• _Task details_
Reproduce the post on making ricotta below verbatim, in full.

• _Excerpted text_
· · · · ·
Wednesday, September 30, 2009

You can make ricotta.


No shops in Tuateawa, we don't miss them but it is nice during the Xmas break to pick up a newspaper from the Waikawau camp store. No restaurants either and friends have a habit of arriving when our supplies are low.
Riccotta is quick and easy to make. It's the basis for tasty and impressive entrees, lunch dishes, main courses(especially useful if your guests are vegetarians) and wicked desserts. Our favourite recipes in later posts.

To make 600gm ricotta you need:-
4l Whole milk (fresh, longlife or reconstituted powder all work)
2-4 Tbspn white vinegar
Salt
Large pan to hold 4l
Cheese cloth, sieve and wooden spoon

Slowly heat milk, stirring to avoid burning, until it is hot but not boiling.
Add vinegar 1Tbspn at a time and stir.
Curds will start to form on the top, that's enough vinegar.
Cover and leave to set and cool for 40-50mins.
· · · · ·
• _Records supplied_

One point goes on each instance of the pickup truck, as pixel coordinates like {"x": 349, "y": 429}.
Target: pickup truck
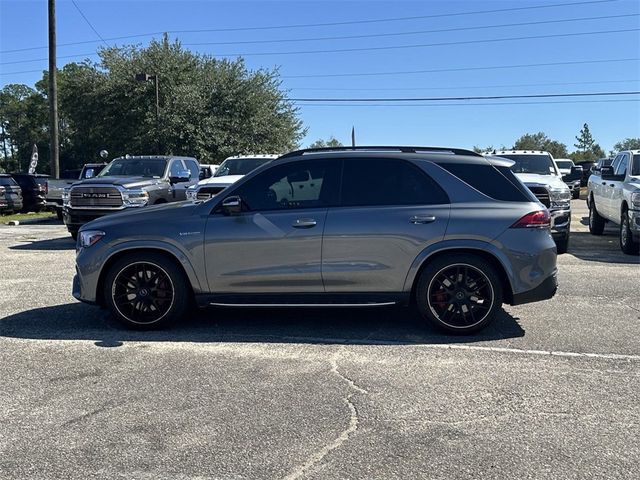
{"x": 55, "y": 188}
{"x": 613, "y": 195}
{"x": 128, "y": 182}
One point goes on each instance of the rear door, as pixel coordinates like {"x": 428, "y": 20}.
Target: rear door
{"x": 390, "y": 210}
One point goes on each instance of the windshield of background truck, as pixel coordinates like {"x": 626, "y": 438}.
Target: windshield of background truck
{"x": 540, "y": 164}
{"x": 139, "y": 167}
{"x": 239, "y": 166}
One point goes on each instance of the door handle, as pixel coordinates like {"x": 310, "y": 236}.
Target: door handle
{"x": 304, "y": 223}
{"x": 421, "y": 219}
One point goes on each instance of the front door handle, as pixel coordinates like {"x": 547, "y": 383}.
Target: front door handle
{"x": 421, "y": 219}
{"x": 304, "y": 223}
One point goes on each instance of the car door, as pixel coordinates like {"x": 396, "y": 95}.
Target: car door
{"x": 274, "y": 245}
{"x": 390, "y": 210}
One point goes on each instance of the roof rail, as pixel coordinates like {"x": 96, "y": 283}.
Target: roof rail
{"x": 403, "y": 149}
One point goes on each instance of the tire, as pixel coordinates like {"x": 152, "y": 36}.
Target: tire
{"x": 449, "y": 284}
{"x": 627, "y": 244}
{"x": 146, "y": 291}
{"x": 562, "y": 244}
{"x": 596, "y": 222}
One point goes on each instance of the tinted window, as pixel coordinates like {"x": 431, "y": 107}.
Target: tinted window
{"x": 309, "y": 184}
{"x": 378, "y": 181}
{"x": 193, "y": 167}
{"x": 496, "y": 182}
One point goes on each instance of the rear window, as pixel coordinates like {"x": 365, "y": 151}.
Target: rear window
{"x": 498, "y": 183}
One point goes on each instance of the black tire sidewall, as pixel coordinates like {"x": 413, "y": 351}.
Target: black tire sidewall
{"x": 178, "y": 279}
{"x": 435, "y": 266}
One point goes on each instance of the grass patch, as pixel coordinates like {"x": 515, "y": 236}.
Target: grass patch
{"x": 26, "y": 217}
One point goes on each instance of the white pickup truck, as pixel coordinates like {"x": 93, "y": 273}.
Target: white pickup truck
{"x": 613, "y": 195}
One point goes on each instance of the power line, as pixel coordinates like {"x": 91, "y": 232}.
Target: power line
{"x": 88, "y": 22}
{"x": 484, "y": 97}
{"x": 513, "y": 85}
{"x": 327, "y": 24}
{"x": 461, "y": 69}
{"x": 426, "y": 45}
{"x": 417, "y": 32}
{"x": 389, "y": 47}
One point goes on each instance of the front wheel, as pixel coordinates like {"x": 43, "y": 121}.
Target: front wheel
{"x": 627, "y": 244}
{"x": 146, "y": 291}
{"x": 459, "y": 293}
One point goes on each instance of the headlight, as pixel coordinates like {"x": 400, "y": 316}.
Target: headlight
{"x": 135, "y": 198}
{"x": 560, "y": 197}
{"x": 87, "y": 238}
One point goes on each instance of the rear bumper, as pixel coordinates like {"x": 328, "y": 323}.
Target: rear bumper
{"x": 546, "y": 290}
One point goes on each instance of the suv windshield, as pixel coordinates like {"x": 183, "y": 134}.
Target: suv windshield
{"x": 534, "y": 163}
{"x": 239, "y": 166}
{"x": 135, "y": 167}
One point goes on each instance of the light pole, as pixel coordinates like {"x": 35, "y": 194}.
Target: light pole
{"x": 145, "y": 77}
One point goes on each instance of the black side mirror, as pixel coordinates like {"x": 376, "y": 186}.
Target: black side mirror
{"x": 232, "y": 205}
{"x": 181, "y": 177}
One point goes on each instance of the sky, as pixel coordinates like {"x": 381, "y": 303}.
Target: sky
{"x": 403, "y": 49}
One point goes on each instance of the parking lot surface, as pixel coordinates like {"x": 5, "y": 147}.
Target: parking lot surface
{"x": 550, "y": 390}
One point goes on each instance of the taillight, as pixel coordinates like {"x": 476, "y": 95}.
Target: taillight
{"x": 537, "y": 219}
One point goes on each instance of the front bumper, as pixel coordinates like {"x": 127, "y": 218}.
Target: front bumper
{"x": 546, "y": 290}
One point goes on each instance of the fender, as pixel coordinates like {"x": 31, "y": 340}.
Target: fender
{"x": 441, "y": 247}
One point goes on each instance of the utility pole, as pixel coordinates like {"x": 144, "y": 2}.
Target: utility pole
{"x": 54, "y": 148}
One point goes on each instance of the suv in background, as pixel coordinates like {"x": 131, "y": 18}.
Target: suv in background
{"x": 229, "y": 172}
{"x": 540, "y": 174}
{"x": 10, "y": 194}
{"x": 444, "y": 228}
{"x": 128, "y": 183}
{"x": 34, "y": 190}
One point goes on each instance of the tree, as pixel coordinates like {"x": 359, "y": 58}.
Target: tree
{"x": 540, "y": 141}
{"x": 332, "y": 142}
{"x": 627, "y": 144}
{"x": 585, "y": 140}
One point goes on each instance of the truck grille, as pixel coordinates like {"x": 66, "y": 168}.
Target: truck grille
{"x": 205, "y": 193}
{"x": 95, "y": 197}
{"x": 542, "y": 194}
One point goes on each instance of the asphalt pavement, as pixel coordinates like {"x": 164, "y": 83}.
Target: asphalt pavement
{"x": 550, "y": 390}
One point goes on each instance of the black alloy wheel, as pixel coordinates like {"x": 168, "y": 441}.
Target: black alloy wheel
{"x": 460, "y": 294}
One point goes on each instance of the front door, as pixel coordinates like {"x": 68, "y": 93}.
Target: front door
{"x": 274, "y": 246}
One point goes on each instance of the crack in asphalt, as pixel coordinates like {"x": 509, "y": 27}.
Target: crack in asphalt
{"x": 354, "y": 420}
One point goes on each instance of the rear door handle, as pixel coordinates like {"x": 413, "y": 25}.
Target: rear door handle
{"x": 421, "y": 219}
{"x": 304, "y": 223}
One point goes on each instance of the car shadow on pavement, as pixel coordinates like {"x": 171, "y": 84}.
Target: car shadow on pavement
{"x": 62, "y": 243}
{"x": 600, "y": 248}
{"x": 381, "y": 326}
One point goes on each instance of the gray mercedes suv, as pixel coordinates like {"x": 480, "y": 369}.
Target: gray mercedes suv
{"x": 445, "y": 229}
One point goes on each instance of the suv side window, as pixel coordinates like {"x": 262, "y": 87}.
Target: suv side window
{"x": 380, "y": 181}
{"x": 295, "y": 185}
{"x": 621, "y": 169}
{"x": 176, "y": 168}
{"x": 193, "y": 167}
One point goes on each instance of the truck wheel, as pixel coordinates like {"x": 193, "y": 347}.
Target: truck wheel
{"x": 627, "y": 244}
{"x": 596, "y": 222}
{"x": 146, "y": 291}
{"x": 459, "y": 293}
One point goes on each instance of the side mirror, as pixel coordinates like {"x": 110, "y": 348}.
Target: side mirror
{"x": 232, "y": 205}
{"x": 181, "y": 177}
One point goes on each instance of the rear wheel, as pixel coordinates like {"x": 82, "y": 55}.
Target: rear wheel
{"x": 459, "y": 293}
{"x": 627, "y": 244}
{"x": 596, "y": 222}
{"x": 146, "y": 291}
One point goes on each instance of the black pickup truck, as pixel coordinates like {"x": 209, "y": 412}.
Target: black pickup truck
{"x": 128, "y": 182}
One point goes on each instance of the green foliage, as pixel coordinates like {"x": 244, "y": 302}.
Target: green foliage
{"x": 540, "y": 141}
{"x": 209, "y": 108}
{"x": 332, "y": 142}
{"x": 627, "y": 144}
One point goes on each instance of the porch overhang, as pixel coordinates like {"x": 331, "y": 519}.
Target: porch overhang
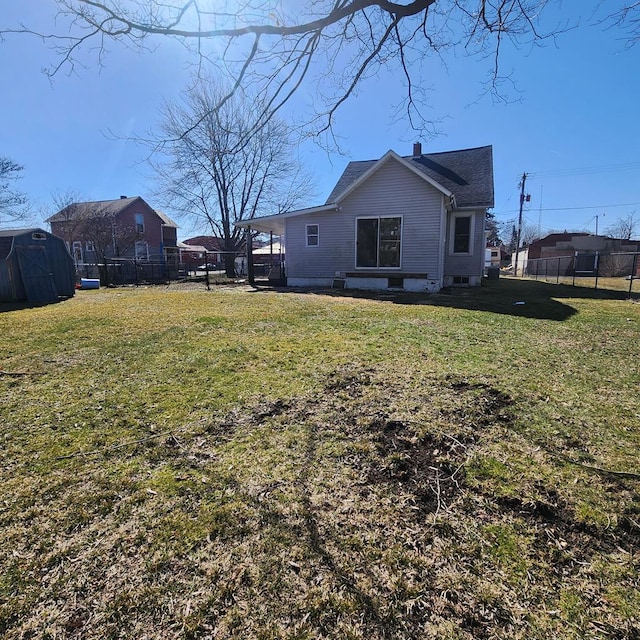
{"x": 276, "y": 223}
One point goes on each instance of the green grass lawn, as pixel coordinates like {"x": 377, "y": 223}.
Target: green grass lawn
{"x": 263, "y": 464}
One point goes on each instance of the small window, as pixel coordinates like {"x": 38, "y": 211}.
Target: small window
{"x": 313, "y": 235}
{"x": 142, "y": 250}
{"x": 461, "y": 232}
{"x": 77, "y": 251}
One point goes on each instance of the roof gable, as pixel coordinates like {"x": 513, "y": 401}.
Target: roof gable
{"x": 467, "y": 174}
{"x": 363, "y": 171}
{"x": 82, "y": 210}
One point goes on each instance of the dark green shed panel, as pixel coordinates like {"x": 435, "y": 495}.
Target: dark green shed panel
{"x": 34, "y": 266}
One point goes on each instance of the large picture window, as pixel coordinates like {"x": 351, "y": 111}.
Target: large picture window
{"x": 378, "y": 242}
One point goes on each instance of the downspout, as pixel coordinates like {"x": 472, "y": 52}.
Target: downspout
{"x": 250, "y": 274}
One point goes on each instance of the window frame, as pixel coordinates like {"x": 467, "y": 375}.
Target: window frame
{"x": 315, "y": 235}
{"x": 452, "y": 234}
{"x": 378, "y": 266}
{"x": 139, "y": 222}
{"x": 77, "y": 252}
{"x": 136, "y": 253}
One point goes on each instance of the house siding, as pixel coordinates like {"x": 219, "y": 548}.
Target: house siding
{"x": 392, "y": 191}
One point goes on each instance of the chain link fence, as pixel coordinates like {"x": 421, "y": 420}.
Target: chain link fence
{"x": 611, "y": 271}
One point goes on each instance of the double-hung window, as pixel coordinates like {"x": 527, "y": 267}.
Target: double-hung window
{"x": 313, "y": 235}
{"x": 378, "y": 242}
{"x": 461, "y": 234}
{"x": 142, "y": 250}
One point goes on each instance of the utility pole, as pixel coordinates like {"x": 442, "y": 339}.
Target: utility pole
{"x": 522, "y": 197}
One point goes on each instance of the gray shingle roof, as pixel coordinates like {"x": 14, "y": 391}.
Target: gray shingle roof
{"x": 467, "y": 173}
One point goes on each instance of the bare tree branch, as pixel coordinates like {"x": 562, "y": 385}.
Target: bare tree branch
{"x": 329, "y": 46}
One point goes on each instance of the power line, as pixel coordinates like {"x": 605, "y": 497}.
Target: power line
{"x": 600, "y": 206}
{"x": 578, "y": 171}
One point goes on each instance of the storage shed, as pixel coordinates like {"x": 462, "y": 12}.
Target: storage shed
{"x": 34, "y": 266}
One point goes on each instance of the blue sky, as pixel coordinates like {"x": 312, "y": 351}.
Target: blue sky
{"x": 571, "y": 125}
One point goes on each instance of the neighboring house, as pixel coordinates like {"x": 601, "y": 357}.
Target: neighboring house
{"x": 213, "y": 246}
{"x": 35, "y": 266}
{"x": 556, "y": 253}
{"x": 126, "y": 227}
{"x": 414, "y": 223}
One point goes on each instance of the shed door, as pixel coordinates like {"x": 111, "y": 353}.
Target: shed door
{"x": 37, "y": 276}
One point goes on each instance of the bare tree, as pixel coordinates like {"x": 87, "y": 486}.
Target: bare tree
· · · · ·
• _Solution_
Wednesday, September 30, 2009

You can make ricotta.


No shops in Tuateawa, we don't miss them but it is nice during the Xmas break to pick up a newspaper from the Waikawau camp store. No restaurants either and friends have a habit of arriving when our supplies are low.
Riccotta is quick and easy to make. It's the basis for tasty and impressive entrees, lunch dishes, main courses(especially useful if your guests are vegetarians) and wicked desserts. Our favourite recipes in later posts.

To make 600gm ricotta you need:-
4l Whole milk (fresh, longlife or reconstituted powder all work)
2-4 Tbspn white vinegar
Salt
Large pan to hold 4l
Cheese cloth, sieve and wooden spoon

Slowly heat milk, stirring to avoid burning, until it is hot but not boiling.
Add vinegar 1Tbspn at a time and stir.
Curds will start to form on the top, that's enough vinegar.
Cover and leave to set and cool for 40-50mins.